Heat equation/Solution to the 1-D Heat Equation

For the 1-dimensional case, the solution takes the form ${\displaystyle u(x,t)}$ since we are only concerned with one spatial direction and time. Thus the heat equation takes the form:

${\displaystyle u_t=k{u}_{xx}+h(x,t)}$

where k is our diffusivity constant and h(x,t) is the representation of internal heat sources. For our example, we impose the Robin boundary conditions, the initial condition, and the following bounds on our variables:

${\displaystyle (x,t)\in [0,L]\times [0,\mathrm{\infty })}$
${\displaystyle u(x,0)=f(x)}$
${\displaystyle {\alpha }_{1}u(0,t)-{\beta }_1{u}_x(0,t)=b_1(t)}$
${\displaystyle {\alpha }_{2}u(L,t)+{\beta }_2{u}_x(L,t)=b_2(t)}$
${\displaystyle {\alpha }_j,{\beta }_j\ge 0,{\alpha }_j^2+{\beta }_j^2\ne 0}$

Notice that the boundary conditions are non-homogeneous and time-dependent. The next few steps will illustrate one way to achieve a solution.

● ● ● ● ●

— GIVEN TASK A —
Translate this sentence from the heat equation text into Spanish: "Notice that the boundary conditions are non-homogeneous and time-dependent."
The heat equation text and the rows have separate origins.

— SUPPLIED DATA —
● ● ● ● ●

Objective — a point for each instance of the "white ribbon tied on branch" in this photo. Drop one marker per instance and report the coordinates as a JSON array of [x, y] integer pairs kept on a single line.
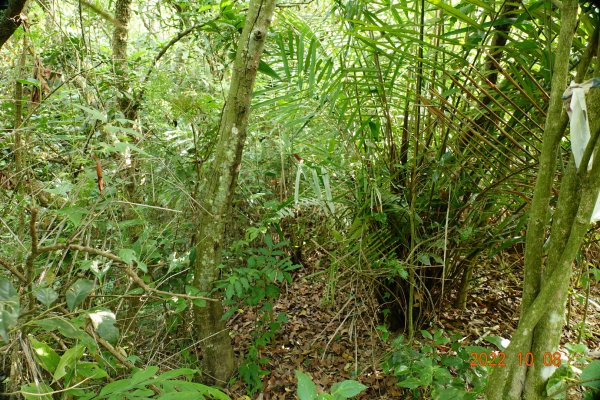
[[574, 99]]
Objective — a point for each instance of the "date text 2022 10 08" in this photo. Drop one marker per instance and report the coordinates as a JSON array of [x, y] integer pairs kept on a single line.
[[498, 359]]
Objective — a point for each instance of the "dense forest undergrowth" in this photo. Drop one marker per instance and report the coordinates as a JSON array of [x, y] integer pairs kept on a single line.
[[316, 200], [341, 339]]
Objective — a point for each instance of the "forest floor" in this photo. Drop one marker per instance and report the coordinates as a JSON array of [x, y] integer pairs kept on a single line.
[[337, 339]]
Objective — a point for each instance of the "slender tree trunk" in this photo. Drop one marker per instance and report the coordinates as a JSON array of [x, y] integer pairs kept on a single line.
[[546, 282], [220, 183], [119, 47], [10, 19]]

● ● ● ● ●

— GIVEN TASK B —
Please format all five rows above as a two-column CSV with the headers input and output, giving one line per row. Put each row's text and its answer in their own quoted fields, replace line breaks with spaces, and leave out the pictures.

— RESPONSE A —
Observe que las condiciones de frontera son no homogéneas y dependientes del tiempo.

— RESPONSE B —
input,output
"Objective — a point for each instance of the ""white ribbon tied on branch"" in this photo. Drop one marker per instance and report the coordinates as a JSON array of [x, y] integer pairs kept on a single line.","[[574, 99]]"
"Objective — a point for each instance of the ""date text 2022 10 08"" in this photo. Drop one marker per instance and report the coordinates as a JSON array of [x, y] integer pairs kept on a single line.","[[498, 359]]"
"Objective — a point for each instance of the ""dense forest undergrowth"" in this photo. Drop one marker per instance and report the coordinates as a JSON array of [x, y] integer pairs kept on a single line.","[[316, 200], [341, 339]]"
"Objective — a point for each instance of the ""forest floor"" in this photo. Drop one marker per instance and report the coordinates as a JSON array of [x, y] integer pairs kept on a single line.","[[337, 339]]"
"Objective — a point for each instance of the ""slender tree trunk"" in this photo. Drop one marker per instance and report the coordinates as a JSON array of [x, y] integer pairs kept on a single line.","[[546, 282], [220, 183], [119, 47], [10, 19]]"